▸ **REQUIRED WORK**: Print the following lines exactly as they appear, covering the whole listing, and leave the pictures out of your answer.

Location identification listing
◇ ◇ ◇ ◇

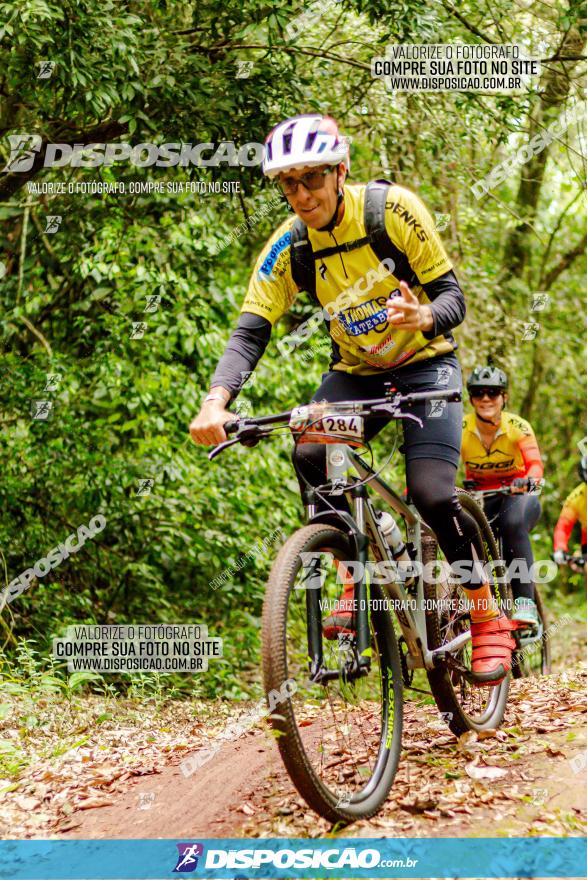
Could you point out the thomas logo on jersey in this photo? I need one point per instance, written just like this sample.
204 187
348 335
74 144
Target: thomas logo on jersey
280 245
363 318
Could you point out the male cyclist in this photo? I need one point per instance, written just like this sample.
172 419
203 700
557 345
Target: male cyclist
574 509
500 449
383 329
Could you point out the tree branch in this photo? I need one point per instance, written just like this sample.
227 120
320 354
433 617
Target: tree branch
565 261
292 49
468 25
553 234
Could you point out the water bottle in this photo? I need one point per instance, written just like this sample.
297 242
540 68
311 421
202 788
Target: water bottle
395 542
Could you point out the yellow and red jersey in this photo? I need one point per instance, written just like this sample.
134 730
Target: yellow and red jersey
574 510
354 284
513 453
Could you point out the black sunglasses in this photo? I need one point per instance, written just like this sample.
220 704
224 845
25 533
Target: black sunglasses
311 180
486 392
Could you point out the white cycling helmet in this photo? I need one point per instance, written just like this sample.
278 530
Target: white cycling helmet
305 140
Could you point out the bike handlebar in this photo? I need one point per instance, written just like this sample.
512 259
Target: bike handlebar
249 430
503 490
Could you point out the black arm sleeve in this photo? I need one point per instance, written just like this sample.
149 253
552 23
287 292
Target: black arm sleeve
447 304
242 353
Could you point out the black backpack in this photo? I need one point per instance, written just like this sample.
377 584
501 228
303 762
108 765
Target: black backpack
303 258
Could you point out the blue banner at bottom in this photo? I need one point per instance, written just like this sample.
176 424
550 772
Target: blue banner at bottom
246 859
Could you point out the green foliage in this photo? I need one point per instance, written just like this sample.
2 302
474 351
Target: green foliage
167 73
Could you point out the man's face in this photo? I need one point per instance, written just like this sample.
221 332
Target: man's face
488 403
314 206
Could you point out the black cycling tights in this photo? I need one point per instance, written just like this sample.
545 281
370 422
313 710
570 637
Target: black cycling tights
513 517
431 485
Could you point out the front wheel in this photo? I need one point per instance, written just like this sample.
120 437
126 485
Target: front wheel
464 706
339 739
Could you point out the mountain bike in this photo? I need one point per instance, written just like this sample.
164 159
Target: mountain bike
532 656
340 732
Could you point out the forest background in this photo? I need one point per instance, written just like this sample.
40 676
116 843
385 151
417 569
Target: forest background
161 72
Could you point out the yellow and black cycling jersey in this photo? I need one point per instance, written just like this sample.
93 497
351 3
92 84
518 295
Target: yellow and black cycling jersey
513 453
354 285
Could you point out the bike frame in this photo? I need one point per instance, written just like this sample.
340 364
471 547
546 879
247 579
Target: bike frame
412 622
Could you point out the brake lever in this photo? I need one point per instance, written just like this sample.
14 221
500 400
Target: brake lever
395 412
221 447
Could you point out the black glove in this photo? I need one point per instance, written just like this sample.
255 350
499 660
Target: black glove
520 483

◇ ◇ ◇ ◇

▸ **SOLUTION**:
Could you point out the thomas logo on jersey in this photo? I need one point per instance, written just like this sample.
204 187
348 335
74 144
Target: thomas logo on jersey
280 245
363 318
Could you point out the male cyclist in this photo? I need one point per instance, written just like this sample.
172 419
203 700
557 345
Target: male cyclist
574 509
500 449
383 329
Could you point out the tree branch in this photo? I need one point per instance, written just like this sample.
227 120
320 354
433 617
Target: tree branch
565 261
292 49
468 25
553 234
Could you point out the water bottle in this photo? I need one point per instance, written just like this sample.
297 242
540 68
311 421
202 788
Target: water bottle
395 542
Could you point out the yellow and red jersey in this photo? I need one point per instance, written just like this sample.
134 730
Target: yellow and red jersey
574 510
354 284
513 453
Could you point out the black sunglasses in this photo? I need one point per instance, written just like this sample.
220 704
224 845
25 533
Target: black sunglasses
311 180
486 392
Could you point out the white cycling helmet in this photo? I need one point per instance, written just like this sample.
278 530
Target: white cycling helmet
305 140
Could you point out the bike handlebar in this photo? I need one point per instance, written just like this sample.
512 259
Target: bike handlebar
249 430
503 490
Could you point out the black arm sleeve in this photo? I need one point per instance, written just like this sample.
149 253
552 23
287 292
Target: black arm sleeve
447 304
242 353
Could you point out the black backpack in this photo? I need one point per instance, written just like this sample.
377 584
501 228
303 762
108 765
Target: black backpack
303 258
Could you point out the blue banner at bottom in this photo? I need one point per instance, written just like this sample.
176 424
550 772
Target: blue banner at bottom
246 859
Could you point out the green foliage in this photo? I need one point per instance, written just like this sample.
2 302
474 351
Target: green foliage
167 73
Could you point out the man's face in this photo? I need one point per instance, written just like this sample.
221 332
Target: man's face
488 403
314 206
Could you point out the black cycling tights in this photo? I need one point per instance, written just like this sample.
545 281
370 422
313 710
570 637
Target: black cycling tights
513 517
431 485
Could you point out the front wheel in this photo? I need one point per instance, written just like this sample.
120 437
126 485
Target: front wheel
464 706
339 739
Could you point out the mountain bike in this photo? I need one point per instance, written just like this sample.
164 159
Target: mountain bike
532 656
340 732
Could you point out the forest background in this photo? I need one point per instance, written just like this sample.
40 676
116 843
385 151
417 569
Target: forest background
161 72
Could you point out the yellow and black cycling jersey in this photo? I need one point per instance, written just like this sample.
93 497
351 3
92 84
518 295
Target: yellow and black cycling jersey
513 453
354 285
Could you point out the bike frame in this photo? I need one point per instance, written just like this sample.
340 364
471 547
546 879
247 579
Target: bike frame
412 622
Could you point out the brake lever in this photo? I need one point per instance, written just like this sample.
14 221
500 400
Target: brake lever
395 412
221 447
Could you point out the black glove in this photo? I need one point per instance, written just like this sample.
255 350
499 660
Target: black glove
520 483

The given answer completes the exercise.